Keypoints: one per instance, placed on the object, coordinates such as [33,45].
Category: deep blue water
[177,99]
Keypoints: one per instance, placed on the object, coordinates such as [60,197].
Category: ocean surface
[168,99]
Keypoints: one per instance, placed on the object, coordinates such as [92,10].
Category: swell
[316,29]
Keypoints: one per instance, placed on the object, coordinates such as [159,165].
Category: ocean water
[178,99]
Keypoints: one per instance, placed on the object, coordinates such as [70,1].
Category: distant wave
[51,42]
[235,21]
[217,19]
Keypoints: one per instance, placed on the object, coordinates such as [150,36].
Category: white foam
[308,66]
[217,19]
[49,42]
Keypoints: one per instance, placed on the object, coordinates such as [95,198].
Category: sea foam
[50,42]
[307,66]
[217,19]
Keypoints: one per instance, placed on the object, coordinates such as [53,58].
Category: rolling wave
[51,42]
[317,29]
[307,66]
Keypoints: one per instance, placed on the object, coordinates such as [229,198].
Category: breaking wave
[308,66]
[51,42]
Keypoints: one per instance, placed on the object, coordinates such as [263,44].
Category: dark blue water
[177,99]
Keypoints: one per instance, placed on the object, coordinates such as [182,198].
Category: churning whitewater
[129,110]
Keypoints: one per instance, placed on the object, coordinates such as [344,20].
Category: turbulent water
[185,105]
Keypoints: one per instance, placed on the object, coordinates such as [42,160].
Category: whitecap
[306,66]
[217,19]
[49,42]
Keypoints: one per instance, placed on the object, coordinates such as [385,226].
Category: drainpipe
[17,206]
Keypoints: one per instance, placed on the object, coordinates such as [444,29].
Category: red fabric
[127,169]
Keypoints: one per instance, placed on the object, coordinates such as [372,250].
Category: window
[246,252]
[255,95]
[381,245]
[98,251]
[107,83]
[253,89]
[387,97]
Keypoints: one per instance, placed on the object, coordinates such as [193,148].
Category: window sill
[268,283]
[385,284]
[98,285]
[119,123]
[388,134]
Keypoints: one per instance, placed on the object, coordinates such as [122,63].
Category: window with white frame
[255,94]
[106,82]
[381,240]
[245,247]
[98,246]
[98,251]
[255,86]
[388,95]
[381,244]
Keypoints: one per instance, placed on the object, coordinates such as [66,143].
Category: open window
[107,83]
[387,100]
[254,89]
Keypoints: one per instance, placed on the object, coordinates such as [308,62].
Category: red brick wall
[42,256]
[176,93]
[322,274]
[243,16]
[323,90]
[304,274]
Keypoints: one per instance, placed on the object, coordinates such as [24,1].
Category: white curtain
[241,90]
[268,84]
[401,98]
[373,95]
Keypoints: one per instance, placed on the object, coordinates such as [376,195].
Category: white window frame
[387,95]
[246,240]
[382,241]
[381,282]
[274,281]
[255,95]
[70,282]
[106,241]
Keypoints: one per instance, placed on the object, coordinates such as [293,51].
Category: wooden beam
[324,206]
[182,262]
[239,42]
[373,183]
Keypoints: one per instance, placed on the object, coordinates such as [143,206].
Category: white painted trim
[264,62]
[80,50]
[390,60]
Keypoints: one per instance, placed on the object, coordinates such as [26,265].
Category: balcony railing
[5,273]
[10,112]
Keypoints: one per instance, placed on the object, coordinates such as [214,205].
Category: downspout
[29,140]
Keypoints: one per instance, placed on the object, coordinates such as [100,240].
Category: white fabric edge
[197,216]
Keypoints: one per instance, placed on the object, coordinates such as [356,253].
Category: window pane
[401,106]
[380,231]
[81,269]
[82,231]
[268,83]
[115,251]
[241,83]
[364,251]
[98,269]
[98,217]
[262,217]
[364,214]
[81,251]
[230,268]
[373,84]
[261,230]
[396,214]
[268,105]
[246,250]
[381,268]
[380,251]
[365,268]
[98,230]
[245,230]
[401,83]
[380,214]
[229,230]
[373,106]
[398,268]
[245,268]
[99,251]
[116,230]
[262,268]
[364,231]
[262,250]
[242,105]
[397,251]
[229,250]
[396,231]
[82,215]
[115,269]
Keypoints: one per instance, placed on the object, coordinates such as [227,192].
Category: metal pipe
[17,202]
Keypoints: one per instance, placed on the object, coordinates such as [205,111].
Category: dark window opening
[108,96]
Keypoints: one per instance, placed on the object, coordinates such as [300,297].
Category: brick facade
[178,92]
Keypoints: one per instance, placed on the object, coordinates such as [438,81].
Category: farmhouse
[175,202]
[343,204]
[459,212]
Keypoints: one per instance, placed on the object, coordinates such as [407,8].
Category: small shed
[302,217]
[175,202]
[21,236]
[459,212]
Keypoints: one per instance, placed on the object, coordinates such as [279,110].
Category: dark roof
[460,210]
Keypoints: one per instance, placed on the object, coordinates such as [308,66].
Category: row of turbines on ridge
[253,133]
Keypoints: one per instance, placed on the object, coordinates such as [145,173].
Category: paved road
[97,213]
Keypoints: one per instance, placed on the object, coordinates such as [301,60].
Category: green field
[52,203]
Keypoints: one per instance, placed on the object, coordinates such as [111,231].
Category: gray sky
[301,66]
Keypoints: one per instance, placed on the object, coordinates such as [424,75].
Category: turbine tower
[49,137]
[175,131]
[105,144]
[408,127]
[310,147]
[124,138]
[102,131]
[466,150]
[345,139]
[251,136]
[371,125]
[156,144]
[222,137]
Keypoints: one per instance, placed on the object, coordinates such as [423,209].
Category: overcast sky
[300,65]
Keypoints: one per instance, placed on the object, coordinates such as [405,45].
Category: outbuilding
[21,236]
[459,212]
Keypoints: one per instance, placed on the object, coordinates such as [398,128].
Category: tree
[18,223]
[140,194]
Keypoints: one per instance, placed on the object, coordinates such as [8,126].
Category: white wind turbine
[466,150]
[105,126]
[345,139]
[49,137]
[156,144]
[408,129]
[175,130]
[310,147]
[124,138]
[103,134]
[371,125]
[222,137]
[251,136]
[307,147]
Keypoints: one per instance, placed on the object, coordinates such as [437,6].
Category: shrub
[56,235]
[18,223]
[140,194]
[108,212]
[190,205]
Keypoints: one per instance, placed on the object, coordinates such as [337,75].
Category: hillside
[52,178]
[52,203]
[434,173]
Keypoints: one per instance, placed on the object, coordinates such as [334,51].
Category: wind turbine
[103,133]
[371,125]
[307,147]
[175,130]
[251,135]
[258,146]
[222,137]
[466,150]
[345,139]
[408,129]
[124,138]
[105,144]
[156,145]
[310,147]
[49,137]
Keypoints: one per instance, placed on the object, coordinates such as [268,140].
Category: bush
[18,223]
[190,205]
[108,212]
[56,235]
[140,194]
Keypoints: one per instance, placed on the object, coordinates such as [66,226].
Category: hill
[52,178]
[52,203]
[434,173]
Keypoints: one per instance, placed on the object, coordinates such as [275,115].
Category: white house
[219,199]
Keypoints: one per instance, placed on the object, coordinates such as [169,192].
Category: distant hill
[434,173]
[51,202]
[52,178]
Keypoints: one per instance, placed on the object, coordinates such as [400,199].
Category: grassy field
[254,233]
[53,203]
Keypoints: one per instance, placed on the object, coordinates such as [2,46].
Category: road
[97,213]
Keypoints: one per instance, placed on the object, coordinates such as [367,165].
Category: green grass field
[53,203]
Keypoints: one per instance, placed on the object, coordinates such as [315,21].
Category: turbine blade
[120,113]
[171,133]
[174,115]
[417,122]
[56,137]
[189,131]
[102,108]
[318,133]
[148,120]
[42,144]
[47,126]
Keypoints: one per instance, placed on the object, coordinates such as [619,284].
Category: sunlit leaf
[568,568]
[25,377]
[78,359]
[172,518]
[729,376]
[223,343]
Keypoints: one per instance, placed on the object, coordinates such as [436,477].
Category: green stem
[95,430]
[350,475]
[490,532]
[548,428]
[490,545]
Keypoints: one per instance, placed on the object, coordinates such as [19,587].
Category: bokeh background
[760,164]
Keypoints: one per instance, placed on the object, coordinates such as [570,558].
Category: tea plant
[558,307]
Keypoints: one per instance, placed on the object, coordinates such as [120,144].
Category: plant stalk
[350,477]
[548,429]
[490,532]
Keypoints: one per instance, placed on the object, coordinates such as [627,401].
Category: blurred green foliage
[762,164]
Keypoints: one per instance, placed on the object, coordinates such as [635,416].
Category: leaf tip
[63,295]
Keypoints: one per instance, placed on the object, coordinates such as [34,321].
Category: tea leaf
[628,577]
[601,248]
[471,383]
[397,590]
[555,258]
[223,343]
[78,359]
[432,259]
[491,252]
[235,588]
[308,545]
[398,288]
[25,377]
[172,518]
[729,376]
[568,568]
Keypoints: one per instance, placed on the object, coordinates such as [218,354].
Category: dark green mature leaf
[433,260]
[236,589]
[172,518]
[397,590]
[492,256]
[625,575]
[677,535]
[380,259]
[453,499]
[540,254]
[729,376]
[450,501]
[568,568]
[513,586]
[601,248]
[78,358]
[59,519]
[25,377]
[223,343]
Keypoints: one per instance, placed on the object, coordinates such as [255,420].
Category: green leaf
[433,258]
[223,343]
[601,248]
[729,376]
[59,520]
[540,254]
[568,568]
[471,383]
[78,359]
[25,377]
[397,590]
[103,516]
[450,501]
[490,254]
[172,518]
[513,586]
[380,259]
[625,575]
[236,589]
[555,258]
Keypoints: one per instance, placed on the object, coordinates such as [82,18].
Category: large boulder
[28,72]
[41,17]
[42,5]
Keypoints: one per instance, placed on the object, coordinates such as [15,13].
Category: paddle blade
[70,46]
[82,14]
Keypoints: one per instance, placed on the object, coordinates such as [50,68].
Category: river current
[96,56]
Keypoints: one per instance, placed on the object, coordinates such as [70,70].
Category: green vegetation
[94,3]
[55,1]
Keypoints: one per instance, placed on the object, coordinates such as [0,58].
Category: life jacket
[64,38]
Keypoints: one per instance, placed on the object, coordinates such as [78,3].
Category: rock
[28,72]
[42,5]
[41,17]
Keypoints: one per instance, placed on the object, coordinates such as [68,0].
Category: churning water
◆ ◆ ◆ ◆ ◆
Required work:
Could you print, word for word, the lines starting with the one that contains "such as [15,13]." and going on through the final line above, including both?

Output for this task:
Keypoints: one per instance, placed on the object, coordinates such as [15,13].
Category: paddle blade
[70,46]
[82,14]
Keypoints: one per instance, placed on the object, coordinates such as [50,68].
Category: river current
[96,56]
Keypoints: one per instance, placed on the object, coordinates such as [70,70].
Category: green vegetation
[94,3]
[55,1]
Keypoints: one per instance, placed on the object, coordinates such as [0,58].
Category: life jacket
[64,38]
Keypoints: one per instance, placed on the object, coordinates such as [78,3].
Category: rock
[28,72]
[42,5]
[41,17]
Keypoints: one per instance, placed on the object, coordinates such as [68,0].
Category: churning water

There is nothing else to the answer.